Input: Begin
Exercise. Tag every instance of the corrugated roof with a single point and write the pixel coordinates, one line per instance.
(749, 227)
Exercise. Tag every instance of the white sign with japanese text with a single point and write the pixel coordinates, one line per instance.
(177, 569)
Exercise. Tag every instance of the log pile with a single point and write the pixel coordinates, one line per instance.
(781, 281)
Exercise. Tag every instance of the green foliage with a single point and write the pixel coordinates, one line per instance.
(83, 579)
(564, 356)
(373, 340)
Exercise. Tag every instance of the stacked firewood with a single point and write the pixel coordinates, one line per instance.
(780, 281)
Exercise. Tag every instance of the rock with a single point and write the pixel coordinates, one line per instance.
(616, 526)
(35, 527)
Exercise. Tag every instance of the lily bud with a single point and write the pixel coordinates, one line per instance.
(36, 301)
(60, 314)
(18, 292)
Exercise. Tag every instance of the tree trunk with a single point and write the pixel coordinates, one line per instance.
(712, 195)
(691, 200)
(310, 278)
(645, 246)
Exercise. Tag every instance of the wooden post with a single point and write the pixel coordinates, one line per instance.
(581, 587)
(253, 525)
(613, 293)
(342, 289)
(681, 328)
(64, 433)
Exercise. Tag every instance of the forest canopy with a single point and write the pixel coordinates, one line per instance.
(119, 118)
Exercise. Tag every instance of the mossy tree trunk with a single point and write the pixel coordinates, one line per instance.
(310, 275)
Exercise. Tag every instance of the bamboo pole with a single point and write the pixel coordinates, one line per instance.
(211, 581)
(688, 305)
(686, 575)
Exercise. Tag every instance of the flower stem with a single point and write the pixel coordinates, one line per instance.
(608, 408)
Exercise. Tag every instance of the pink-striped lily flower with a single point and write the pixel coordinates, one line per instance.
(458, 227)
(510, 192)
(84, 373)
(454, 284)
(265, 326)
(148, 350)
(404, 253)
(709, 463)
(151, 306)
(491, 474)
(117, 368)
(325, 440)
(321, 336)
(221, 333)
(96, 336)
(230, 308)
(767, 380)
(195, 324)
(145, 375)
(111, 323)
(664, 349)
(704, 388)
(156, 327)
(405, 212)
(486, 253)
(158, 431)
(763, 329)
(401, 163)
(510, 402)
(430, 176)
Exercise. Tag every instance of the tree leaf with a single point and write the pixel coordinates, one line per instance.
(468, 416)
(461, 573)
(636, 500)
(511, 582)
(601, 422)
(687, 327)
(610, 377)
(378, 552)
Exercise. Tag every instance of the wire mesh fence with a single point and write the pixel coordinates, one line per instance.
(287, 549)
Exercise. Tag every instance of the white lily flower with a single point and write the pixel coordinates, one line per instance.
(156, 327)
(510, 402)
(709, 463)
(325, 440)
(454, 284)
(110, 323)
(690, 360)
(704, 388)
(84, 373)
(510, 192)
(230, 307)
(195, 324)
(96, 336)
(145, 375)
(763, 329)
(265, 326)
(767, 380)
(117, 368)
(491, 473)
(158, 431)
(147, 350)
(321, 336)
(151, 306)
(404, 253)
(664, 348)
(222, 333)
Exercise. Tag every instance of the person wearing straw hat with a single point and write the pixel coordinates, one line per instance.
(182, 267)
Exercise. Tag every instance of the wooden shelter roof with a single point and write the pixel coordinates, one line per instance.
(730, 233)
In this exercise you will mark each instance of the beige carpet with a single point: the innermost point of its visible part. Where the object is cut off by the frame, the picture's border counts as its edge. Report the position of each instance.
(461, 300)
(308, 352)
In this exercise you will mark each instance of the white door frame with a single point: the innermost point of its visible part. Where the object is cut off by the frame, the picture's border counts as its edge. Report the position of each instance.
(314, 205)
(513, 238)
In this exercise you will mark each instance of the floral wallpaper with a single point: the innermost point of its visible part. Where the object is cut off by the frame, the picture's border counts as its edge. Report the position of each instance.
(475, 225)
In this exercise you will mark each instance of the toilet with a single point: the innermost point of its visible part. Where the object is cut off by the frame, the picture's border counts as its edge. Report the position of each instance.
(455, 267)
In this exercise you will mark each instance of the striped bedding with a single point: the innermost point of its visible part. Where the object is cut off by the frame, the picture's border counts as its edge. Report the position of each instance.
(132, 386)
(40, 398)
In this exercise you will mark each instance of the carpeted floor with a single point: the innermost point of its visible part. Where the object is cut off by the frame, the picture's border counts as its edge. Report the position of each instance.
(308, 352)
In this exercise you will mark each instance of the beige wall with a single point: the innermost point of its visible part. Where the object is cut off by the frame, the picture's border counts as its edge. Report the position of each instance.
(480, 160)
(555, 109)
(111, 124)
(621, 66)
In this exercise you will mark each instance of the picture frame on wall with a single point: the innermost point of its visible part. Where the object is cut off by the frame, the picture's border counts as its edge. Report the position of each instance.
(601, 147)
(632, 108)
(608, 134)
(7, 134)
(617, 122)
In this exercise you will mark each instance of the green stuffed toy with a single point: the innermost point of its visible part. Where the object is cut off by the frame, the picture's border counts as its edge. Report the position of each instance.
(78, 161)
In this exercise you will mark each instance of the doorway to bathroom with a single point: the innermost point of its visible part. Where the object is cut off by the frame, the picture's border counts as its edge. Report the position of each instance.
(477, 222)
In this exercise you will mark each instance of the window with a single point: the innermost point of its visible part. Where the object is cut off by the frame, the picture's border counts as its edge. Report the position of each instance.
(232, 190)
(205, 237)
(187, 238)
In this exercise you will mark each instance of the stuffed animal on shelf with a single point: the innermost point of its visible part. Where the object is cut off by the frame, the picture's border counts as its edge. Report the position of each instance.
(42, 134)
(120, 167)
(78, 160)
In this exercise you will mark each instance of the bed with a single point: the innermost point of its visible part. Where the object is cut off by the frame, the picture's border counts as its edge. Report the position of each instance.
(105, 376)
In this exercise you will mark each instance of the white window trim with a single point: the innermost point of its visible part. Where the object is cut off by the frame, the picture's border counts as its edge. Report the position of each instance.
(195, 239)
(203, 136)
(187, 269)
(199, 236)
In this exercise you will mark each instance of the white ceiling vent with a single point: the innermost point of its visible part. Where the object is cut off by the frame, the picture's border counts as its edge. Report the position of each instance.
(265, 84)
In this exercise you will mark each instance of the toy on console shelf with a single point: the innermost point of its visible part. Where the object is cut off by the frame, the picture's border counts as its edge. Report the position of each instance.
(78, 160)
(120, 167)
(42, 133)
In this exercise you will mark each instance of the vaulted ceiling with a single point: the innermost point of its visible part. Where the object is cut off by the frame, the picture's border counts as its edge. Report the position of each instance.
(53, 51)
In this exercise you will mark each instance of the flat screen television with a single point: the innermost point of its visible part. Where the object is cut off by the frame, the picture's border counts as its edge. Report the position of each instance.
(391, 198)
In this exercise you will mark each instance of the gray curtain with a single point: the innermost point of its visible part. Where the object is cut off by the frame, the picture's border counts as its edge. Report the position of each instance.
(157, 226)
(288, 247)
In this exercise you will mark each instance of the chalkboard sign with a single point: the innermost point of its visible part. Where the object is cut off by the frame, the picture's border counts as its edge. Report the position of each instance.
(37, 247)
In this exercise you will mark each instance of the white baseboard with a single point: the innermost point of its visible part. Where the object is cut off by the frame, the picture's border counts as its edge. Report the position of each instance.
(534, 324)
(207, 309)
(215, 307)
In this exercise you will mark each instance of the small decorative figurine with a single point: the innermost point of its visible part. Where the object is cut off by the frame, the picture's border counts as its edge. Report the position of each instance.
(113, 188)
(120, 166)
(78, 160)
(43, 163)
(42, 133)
Input: End
→ What is required
Reproduce the listing verbatim.

→ Answer area
Exercise. Tag every instance of the corrugated roof with a single point and write the pixel coordinates, one line per instance.
(749, 227)
Exercise. Tag every instance of the white sign with japanese text with a single point and write the pixel coordinates, one line per instance.
(177, 569)
Exercise. Tag every instance of the log pile with a single point and write the pixel coordinates, one line per instance.
(781, 281)
Exercise. Tag every instance of the green foliage with a single point and write the pixel coordinates, one line per instance.
(83, 579)
(564, 356)
(373, 340)
Exercise. Tag every instance of the stacked firewood with a single point and write the pixel coordinates, one line per instance.
(780, 281)
Exercise. Tag every instance of the rock with a single point and write the pixel coordinates, one line per instance.
(616, 526)
(35, 527)
Exercise. Tag every instance of the lily bud with a single point and write the pixel coordinates, one line per instance.
(36, 301)
(60, 314)
(18, 292)
Exercise. Tag every instance of the tree trunk with a single point and write the pixel coordinates, one line per instance.
(712, 195)
(691, 200)
(310, 278)
(645, 246)
Exercise. Tag every instance of the wooden post with a single point and write the pixel coordinates, one line per instance.
(581, 587)
(253, 525)
(613, 293)
(342, 289)
(681, 328)
(64, 433)
Exercise. Tag every instance of the forest canopy with a single point and write the pixel coordinates, one line per instance.
(119, 118)
Exercise. Tag every instance of the mossy tree trunk with a single point and write the pixel coordinates, one line per instance.
(310, 275)
Exercise. Tag every instance of the bamboo pole with a single point and write the pixel coordinates, one line per instance.
(211, 581)
(688, 305)
(686, 575)
Exercise. Tag every instance of the flower stem with a single point and write the pixel coordinates, one line per instance.
(608, 408)
Exercise. Tag every instance of the pink-striped lily flower with a single point and write the pixel coordinates, one line per instance.
(458, 227)
(510, 192)
(84, 373)
(454, 284)
(265, 326)
(148, 350)
(404, 253)
(709, 463)
(151, 306)
(491, 474)
(117, 368)
(325, 440)
(321, 336)
(221, 333)
(96, 336)
(230, 308)
(767, 380)
(195, 324)
(145, 375)
(111, 323)
(664, 349)
(704, 388)
(156, 327)
(405, 212)
(486, 253)
(158, 431)
(763, 329)
(401, 163)
(510, 402)
(430, 176)
Exercise. Tag every instance of the tree leaf with a single point and write the pixel coordinates, one line per instance.
(468, 416)
(461, 573)
(636, 500)
(511, 582)
(601, 422)
(687, 327)
(610, 377)
(378, 552)
Exercise. Tag every instance of the wire mesh fence with a single point and write the pixel coordinates, one line per instance.
(287, 549)
Exercise. Tag every instance of the white lily flower with a single point and write the pixel coordinates, one line per instance.
(156, 327)
(510, 402)
(709, 463)
(325, 440)
(454, 284)
(110, 323)
(690, 360)
(704, 388)
(84, 373)
(510, 192)
(230, 307)
(195, 324)
(96, 336)
(145, 375)
(763, 329)
(265, 326)
(767, 380)
(117, 368)
(491, 473)
(158, 431)
(147, 350)
(321, 336)
(151, 306)
(404, 253)
(664, 348)
(222, 333)
Exercise. Tag every instance of the person wearing straw hat with a single point and write the pixel coordinates, one line per instance.
(182, 267)
Exercise. Tag every instance of the wooden shelter roof with a single point and write the pixel coordinates, one line per instance.
(730, 233)
In this exercise you will mark each instance of the beige carpet with a single point: the innermost point of its visible part. Where the object is cut off by the frame, the picture's border counts as its edge. Report the position of each instance.
(461, 300)
(308, 352)
In this exercise you will mark each instance of the white door frame with a single point: the innermost point of its visible part. Where the object is cut off by the frame, the picture's border counts as its edge. Report the position of each instance.
(314, 205)
(513, 238)
In this exercise you will mark each instance of the floral wallpaper with a single point: the innermost point of its visible part. Where the object is cut off by the frame, the picture's border counts as its edge. Report the position of each instance.
(475, 225)
In this exercise you will mark each instance of the toilet with a single point: the innermost point of its visible part. Where the object is cut off by the frame, the picture's border counts as its edge. Report the position of each instance.
(455, 267)
In this exercise you will mark each instance of the striped bedding with a single point: the innermost point of its visible part. Where the object is cut off by the frame, the picture's border counts as its edge. Report the position of each instance.
(132, 386)
(40, 398)
In this exercise you will mark each instance of the carpeted floor with a single point: the innermost point of its visible part. Where the object is cut off by the frame, the picture's border counts as its edge. Report the position of each instance.
(308, 352)
In this exercise you will mark each instance of the beige wall with a single point: the innermost point of its visible part. Where the object is cut off by the frame, the picture's border counts as its edge. Report the position of each instance.
(480, 160)
(555, 109)
(111, 124)
(621, 66)
In this exercise you will mark each instance of the picture frame on wall with a single point: the innermost point of its visible part. Where the object is cut off by the frame, the picture's border counts as its edge. Report the position of each instance.
(601, 147)
(632, 108)
(608, 134)
(7, 134)
(617, 122)
In this exercise you will mark each instance of the green stuffed toy with a single point: the innermost point of its visible part. Where the object is cut off by the frame, the picture's border counts as its edge. Report the position of each instance.
(78, 161)
In this exercise you will mark each instance of the doorway to bathroom with a single point: the innermost point of its visible part. Where the object is cut off by the frame, the picture's border counts as its edge. Report the position of each instance.
(477, 222)
In this exercise you will mark each instance of the window with a single point: the innermost point of its visible part. Where the object is cut off by the frame, the picture's border counts as its edge. Report the position of each instance.
(232, 190)
(205, 237)
(187, 238)
In this exercise you will mark each instance of the stuffed animal on shelf with a single point: the innermost point of its visible part. Where the object is cut off by the frame, the picture's border counts as its edge. Report the position of each instance.
(42, 134)
(120, 167)
(78, 160)
In this exercise you will mark each instance of the bed with a single point: the innermost point of its visible part. Where the object is cut off by the frame, the picture's border counts as its edge. Report the position of each instance.
(105, 376)
In this exercise you will mark each instance of the white window trim with a single point: the innermost point of its visible part. Where the object is cut off by the frame, the picture's border counts as its edge. Report the position of each instance.
(195, 239)
(203, 136)
(187, 269)
(199, 236)
In this exercise you will mark each instance of the white ceiling vent with a single point: the innermost point of its visible part. Where the object is cut off by the frame, the picture's border counts as its edge. Report the position of each instance.
(265, 84)
In this exercise you will mark each instance of the toy on console shelf with a single point: the innermost point of its visible part. Where the object is cut off by the frame, the picture's border counts as its edge. Report the position of each instance.
(78, 160)
(120, 167)
(42, 133)
In this exercise you will mark each instance of the vaulted ceiling with a single point: the innermost point of its visible part. Where the object is cut off by the frame, the picture's border counts as its edge. Report the position of each instance.
(53, 51)
In this exercise you will mark each instance of the flat screen television with a single point: the innermost point of its visible part. Where the object is cut off by the frame, the picture's border counts as its edge. Report the position of each instance.
(391, 198)
In this exercise you will mark each instance of the gray curtain with a single point: the innermost point of its visible part. Where the object is cut off by the frame, the picture's border counts as its edge. Report the position of each instance.
(157, 226)
(288, 247)
In this exercise you will mark each instance of the chalkboard sign with a single point: the innermost point of its visible part. Where the object is cut off by the frame, the picture's border counts as its edge. Report the position of each instance.
(37, 247)
In this exercise you will mark each instance of the white baseboard with a single point: the innermost point of its visible part. Where the object is cut off by the frame, the picture's border counts as its edge. Report the position of each instance.
(534, 324)
(207, 309)
(215, 307)
In this exercise you will mark each instance of the small decorative figurine with a single point: the innermost point of its visible part. Where the object is cut off by the frame, the picture's border counts as its edge. Report the position of each instance.
(113, 188)
(120, 166)
(78, 160)
(43, 163)
(42, 133)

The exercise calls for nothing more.